**Work task:** From the data below, retype exactly the lines starting with the one that contains "Query: red and white megaphone" and ending with the one that contains "Query: shopping bag", both included.

Dataset excerpts:
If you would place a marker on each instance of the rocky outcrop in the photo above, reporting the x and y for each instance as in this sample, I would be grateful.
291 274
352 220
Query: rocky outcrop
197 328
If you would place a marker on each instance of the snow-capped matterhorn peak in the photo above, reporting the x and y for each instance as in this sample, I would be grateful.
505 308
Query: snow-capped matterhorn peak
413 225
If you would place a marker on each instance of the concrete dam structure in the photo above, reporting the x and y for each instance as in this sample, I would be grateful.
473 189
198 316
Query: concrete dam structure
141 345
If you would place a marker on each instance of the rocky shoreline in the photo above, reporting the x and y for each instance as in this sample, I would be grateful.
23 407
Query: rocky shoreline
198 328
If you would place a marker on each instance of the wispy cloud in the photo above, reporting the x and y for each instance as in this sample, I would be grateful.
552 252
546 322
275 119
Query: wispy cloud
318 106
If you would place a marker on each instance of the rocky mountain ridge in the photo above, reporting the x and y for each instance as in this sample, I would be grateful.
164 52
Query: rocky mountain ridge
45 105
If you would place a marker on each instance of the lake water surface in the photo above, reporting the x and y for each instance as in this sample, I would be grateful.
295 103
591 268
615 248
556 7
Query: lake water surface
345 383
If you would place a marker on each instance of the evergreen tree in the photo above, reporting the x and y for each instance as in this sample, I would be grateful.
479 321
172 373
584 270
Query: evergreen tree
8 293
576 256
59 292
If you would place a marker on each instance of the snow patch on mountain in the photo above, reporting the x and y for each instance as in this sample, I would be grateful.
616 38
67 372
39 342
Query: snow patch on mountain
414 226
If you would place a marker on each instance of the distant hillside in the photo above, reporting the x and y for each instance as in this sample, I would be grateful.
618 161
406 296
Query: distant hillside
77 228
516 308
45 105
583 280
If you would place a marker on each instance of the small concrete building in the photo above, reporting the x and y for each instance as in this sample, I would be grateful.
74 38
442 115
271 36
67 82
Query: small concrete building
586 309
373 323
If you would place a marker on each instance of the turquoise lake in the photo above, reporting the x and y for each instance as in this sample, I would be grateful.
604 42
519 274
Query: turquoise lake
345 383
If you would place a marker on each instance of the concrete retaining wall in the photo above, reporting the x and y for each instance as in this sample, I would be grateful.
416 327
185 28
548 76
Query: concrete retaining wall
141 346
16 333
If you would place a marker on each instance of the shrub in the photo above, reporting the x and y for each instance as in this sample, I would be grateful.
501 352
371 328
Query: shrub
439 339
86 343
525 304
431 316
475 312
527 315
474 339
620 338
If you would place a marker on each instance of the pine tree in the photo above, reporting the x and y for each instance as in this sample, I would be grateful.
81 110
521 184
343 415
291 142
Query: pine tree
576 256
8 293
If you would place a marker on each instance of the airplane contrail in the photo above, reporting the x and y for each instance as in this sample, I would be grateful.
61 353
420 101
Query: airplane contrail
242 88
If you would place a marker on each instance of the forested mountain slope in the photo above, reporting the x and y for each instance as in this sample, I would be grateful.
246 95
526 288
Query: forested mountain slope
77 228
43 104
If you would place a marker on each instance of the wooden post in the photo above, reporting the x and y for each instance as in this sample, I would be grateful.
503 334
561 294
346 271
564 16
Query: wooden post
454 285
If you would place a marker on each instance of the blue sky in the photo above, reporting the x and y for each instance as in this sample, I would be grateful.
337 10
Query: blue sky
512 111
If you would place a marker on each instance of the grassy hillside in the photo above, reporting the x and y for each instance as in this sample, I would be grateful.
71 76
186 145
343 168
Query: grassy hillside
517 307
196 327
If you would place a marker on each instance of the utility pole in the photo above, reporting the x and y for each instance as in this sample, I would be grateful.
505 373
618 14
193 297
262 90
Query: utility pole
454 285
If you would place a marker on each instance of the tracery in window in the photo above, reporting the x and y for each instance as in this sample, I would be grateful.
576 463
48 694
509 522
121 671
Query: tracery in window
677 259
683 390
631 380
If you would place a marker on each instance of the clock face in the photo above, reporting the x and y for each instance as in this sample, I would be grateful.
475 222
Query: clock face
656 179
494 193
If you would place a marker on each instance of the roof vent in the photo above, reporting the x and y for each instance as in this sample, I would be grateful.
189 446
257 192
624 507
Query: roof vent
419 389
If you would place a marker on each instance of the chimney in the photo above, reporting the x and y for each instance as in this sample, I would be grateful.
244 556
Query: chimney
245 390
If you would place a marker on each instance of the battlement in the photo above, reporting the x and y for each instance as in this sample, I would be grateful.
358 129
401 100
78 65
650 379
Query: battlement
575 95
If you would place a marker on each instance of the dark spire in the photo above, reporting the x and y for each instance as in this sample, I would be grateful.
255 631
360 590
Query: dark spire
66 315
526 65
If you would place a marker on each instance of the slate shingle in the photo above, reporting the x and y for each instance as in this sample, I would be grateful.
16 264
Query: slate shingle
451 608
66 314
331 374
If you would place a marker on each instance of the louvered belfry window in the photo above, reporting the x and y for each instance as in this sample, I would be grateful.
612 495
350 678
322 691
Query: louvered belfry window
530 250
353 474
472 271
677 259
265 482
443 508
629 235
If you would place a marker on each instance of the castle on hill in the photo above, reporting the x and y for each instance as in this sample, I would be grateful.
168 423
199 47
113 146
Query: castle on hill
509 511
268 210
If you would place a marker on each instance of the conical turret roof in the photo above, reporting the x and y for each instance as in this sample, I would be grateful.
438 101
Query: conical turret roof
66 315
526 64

---

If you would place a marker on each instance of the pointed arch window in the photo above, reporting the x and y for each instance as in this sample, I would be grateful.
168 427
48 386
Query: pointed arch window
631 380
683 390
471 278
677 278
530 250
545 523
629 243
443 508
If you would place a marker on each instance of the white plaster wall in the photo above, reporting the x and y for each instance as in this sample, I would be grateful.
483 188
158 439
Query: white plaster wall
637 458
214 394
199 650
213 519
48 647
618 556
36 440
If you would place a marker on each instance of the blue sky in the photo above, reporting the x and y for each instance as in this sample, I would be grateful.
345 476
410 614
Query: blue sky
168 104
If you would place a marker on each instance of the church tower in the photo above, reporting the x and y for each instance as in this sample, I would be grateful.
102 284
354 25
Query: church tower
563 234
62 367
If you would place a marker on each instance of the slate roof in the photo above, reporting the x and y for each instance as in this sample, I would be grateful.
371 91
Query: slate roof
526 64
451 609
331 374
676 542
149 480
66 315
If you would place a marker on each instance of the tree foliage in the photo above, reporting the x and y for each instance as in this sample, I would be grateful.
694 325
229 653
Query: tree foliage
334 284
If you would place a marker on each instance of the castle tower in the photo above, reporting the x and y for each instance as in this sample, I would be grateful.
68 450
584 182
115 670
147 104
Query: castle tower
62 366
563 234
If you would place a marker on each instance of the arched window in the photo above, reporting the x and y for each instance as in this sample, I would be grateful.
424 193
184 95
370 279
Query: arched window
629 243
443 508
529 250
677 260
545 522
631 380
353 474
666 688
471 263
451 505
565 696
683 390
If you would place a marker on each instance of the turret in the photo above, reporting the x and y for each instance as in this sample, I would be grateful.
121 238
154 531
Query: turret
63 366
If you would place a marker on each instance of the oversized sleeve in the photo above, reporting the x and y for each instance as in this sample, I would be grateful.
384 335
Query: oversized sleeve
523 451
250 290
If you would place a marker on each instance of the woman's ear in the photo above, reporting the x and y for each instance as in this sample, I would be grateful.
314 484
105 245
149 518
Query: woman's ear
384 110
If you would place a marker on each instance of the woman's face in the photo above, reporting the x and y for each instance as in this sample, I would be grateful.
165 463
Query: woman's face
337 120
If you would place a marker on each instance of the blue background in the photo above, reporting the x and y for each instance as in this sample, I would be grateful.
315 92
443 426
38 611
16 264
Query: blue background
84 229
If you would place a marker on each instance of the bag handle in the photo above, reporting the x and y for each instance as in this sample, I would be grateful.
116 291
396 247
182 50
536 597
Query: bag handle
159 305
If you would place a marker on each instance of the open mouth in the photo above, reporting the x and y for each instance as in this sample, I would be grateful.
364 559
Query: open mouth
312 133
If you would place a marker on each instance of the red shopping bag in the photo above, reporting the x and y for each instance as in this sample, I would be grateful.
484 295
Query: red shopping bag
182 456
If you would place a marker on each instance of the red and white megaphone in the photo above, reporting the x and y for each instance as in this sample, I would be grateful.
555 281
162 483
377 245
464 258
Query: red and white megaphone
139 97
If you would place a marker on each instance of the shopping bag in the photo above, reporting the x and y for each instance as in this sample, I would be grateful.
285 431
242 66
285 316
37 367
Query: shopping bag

**Exercise solution:**
Query: red and white megaphone
139 97
If you would place a marker on each instance of the shopping bag in the photo above, reporting the x and y for each instance as in this sample, I would be grateful.
285 431
242 66
285 316
37 367
Query: shopping bag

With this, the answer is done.